24 years of coca and eradication in Colombia

Over the years I’ve been inadvertently building a big collection of “graphs that need periodic updating, which makes them more complicated.”

This one depicts coca cultivation in Colombia, and efforts to eradicate it, since 1994. There are two measures of coca cultivation, from the United States and the UN. Eradication has mostly occurred through aerial spraying of herbicides (which stopped in 2015) and through manual uprooting or spraying of plants.

New U.S. data came out yesterday, with a stern scolding from the White House. The UN hasn’t issued its 2017 estimate yet, but local media have reported 180,000 hectares last year.

This chart tells quite a story if you stare at it long enough. But my main takeaways are:

  • Aerial herbicide fumigation—the cruelest of the strategies because it anonymously dumps herbicides over small farmers’ legal crops and homes while leaving behind no government presence—is able to reduce coca cultivation from “insanely high” to “moderately high” levels, after which growers adjust and bring cultivation back up to “high” levels.

▶ **Task instructions**:
[1] For the text on coca in Colombia, decide whether each statement agrees with it: (a) aerial herbicide spraying ended in 2015, (b) the UN has published its 2017 estimate, (c) the chart covers the period from 1994 onward. Answer yes or no for each and quote the words of the text that settle it.
[2] Pick up the text on coca and eradication in Colombia after its final bullet point and write what comes next.

▶ **Record set**:
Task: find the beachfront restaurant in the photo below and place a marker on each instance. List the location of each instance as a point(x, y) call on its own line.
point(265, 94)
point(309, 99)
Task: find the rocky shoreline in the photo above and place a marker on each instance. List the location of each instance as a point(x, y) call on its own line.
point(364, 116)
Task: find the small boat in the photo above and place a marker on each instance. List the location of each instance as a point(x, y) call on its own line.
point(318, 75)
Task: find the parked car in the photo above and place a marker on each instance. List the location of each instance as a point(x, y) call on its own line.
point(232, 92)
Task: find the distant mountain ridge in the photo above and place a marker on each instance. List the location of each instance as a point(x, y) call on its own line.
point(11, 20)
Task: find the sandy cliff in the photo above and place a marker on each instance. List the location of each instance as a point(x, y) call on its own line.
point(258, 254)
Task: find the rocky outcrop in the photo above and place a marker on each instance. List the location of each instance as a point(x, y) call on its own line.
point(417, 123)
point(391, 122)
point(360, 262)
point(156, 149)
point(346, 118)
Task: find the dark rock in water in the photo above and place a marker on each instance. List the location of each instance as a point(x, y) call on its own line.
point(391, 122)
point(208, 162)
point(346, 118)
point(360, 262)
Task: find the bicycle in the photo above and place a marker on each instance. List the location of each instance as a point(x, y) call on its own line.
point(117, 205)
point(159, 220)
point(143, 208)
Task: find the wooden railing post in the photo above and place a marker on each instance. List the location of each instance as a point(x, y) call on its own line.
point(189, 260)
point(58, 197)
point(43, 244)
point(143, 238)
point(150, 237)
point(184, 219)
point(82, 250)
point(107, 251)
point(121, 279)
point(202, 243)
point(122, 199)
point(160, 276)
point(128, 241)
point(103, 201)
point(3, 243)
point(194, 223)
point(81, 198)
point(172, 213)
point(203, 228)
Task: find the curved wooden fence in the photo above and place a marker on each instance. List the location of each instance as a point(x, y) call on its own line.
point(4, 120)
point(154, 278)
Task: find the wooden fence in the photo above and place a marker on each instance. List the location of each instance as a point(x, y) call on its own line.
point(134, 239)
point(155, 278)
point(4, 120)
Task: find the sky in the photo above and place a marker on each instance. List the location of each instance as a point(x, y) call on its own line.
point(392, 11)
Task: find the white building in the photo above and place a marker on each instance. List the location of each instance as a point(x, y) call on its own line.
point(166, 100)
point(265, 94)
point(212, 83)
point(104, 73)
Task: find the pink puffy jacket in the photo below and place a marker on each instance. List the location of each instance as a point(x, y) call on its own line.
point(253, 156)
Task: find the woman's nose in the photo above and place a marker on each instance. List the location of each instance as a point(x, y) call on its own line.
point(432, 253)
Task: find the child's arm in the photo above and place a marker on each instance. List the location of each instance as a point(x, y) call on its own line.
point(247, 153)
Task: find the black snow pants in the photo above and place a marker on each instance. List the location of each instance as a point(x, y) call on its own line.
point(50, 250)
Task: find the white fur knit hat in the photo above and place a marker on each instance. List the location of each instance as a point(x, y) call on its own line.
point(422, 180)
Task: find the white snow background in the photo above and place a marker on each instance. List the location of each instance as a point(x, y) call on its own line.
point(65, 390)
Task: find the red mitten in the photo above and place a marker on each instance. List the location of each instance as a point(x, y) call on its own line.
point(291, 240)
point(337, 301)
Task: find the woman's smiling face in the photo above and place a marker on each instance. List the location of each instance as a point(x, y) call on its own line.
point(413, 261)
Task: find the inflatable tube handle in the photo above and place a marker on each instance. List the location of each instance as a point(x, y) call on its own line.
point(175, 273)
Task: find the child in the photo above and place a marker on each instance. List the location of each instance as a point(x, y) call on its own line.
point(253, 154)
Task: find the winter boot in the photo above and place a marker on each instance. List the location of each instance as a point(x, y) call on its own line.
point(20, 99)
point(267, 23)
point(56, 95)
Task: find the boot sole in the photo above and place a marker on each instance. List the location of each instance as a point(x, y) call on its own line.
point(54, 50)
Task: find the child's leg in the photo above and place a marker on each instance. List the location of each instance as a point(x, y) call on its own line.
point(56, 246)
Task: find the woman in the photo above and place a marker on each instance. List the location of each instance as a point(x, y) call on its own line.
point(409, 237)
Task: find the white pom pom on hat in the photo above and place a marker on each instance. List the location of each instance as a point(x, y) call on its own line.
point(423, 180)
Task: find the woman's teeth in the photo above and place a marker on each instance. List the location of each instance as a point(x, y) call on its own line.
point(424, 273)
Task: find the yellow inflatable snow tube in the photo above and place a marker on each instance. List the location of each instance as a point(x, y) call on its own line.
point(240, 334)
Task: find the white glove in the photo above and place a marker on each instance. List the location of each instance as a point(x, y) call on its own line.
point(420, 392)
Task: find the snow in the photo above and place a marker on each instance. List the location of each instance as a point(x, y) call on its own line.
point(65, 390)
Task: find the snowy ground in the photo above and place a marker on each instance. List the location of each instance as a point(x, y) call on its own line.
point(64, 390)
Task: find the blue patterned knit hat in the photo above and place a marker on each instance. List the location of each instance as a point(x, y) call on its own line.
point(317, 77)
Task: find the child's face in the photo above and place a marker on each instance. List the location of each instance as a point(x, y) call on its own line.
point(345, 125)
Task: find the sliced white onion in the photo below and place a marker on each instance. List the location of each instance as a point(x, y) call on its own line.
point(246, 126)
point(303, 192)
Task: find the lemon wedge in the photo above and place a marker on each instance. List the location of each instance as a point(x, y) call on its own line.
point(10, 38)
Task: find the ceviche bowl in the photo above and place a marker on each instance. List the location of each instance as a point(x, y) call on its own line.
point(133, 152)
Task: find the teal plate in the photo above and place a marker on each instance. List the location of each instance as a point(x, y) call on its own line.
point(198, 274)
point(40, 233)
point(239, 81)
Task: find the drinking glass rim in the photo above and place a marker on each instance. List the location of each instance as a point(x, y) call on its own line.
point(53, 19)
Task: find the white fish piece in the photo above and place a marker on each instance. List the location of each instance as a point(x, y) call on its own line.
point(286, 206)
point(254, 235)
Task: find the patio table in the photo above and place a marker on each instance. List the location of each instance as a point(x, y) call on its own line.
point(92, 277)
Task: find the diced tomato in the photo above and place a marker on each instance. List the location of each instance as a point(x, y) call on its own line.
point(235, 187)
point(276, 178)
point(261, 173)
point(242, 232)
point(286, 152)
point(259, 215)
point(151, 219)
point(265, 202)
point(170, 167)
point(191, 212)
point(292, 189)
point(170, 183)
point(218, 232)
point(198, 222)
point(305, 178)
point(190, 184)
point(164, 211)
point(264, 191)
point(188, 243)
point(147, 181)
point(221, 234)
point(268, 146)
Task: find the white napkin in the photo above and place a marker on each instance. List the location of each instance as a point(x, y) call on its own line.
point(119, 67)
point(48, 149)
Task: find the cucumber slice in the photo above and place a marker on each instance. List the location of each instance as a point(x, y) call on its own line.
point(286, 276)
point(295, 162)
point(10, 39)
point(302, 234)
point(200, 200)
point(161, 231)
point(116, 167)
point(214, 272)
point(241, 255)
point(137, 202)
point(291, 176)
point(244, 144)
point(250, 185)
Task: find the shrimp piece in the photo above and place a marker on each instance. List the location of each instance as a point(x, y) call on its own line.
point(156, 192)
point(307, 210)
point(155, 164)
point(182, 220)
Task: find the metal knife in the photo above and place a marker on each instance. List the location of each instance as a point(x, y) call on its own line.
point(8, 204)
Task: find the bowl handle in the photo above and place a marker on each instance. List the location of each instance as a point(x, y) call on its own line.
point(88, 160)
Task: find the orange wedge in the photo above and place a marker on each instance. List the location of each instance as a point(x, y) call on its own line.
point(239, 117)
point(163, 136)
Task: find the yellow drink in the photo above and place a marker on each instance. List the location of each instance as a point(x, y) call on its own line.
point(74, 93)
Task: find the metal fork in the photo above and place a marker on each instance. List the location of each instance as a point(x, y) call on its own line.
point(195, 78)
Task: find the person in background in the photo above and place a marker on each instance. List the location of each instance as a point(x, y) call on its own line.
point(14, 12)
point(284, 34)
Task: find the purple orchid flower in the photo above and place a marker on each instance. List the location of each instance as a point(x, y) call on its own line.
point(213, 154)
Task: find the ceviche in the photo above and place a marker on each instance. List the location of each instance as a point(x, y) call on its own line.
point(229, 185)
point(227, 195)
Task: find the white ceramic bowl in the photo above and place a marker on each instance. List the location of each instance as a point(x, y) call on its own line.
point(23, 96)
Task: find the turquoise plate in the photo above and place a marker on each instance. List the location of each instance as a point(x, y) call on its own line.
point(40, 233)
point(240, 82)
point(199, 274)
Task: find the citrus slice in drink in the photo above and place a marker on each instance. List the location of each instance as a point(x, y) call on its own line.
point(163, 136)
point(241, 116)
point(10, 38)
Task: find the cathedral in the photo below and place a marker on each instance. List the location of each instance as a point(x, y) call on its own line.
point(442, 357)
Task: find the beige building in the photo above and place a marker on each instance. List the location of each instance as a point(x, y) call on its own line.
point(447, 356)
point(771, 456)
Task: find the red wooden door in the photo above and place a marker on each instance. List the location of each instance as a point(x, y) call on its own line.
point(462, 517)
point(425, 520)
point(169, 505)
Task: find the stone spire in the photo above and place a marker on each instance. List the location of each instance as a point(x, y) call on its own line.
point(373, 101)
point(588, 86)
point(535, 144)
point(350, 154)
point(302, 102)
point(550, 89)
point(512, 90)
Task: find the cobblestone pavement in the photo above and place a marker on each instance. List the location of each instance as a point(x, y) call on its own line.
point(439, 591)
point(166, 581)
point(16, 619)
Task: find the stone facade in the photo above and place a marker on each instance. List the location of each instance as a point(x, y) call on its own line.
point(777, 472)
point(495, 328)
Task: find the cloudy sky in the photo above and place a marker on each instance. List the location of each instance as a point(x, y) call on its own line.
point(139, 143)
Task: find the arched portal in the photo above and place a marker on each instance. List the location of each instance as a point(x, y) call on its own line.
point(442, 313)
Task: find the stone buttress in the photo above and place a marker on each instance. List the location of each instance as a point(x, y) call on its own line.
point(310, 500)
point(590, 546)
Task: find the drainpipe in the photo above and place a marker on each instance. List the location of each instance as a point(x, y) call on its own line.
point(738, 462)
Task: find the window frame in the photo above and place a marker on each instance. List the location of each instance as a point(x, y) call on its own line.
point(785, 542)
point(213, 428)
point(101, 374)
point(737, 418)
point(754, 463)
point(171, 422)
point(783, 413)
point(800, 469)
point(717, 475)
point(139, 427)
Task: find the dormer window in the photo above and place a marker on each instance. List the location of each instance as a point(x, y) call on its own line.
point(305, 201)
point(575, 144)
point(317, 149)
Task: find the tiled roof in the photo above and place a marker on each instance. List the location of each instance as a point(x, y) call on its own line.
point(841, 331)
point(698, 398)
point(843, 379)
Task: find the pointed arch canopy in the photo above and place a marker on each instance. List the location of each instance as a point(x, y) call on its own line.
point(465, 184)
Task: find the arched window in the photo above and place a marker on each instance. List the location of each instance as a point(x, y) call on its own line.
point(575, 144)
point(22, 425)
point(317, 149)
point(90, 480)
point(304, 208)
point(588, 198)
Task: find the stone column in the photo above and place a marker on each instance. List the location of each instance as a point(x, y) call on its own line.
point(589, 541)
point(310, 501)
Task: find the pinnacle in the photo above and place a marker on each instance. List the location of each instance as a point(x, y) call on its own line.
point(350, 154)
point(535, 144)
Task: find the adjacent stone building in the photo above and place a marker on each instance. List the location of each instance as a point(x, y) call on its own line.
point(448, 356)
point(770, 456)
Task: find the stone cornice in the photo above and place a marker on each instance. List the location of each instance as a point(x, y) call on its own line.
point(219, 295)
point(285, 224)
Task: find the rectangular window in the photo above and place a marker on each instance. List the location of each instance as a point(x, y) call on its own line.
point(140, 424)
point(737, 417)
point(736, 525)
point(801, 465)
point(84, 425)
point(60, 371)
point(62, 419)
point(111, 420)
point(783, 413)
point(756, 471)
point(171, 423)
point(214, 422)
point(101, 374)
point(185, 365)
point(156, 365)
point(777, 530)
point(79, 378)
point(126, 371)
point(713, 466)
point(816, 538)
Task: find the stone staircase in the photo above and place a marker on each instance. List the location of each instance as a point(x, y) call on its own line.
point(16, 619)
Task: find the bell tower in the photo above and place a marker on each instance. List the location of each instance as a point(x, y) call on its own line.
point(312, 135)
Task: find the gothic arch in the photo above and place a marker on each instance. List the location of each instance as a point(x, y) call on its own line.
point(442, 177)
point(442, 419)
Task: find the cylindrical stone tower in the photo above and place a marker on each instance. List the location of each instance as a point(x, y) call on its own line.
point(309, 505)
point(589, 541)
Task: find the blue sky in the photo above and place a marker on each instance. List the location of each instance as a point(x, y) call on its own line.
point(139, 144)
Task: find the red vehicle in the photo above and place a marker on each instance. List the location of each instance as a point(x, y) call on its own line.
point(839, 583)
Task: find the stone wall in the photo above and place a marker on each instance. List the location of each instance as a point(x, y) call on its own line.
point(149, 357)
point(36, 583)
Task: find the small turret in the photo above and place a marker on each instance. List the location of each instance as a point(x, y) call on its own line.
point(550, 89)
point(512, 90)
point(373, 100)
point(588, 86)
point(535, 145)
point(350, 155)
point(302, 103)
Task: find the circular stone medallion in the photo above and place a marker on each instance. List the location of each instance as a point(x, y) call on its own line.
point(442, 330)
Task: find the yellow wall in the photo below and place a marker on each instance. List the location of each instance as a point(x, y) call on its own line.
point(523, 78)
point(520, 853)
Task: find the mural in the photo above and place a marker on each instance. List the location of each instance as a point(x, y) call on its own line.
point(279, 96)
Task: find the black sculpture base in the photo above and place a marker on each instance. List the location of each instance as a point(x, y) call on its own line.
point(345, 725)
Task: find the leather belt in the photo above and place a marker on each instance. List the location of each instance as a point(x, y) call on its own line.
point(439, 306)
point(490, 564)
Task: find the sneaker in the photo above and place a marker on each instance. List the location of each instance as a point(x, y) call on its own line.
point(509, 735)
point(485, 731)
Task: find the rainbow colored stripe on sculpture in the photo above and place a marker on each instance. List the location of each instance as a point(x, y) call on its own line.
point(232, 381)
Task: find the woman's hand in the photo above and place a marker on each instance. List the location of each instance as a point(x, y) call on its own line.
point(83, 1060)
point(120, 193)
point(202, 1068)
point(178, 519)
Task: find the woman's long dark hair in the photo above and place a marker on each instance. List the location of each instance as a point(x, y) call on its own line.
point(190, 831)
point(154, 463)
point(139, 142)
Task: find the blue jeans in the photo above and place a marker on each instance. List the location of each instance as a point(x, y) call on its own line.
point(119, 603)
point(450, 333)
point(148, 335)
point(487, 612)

▶ **Responses in order**:
[1]
(a) Yes: "aerial spraying of herbicides (which stopped in 2015)"
(b) No: "The UN hasn’t issued its 2017 estimate yet"
(c) Yes: "This one depicts coca cultivation in Colombia, and efforts to eradicate it, since 1994."

[2]
  • Manual eradication seems to correlate more strongly with reductions in coca growing, and it requires at least some on-the-ground government presence. But it’s dangerous for the eradicators, generates conflict with communities, and growers replant if the government disappears once the eradicators vacate the area.
  • What hasn’t been tried is actually having a functioning government presence on the ground providing public goods (security, roads, land titles) necessary for a legal economy to exist. The FARC peace accord offers one version of a blueprint for how to make that work, and has improved security conditions, for now. But with the accord’s critics waiting to take power on Colombia’s August 7 inauguration day, that blueprint’s future is in doubt.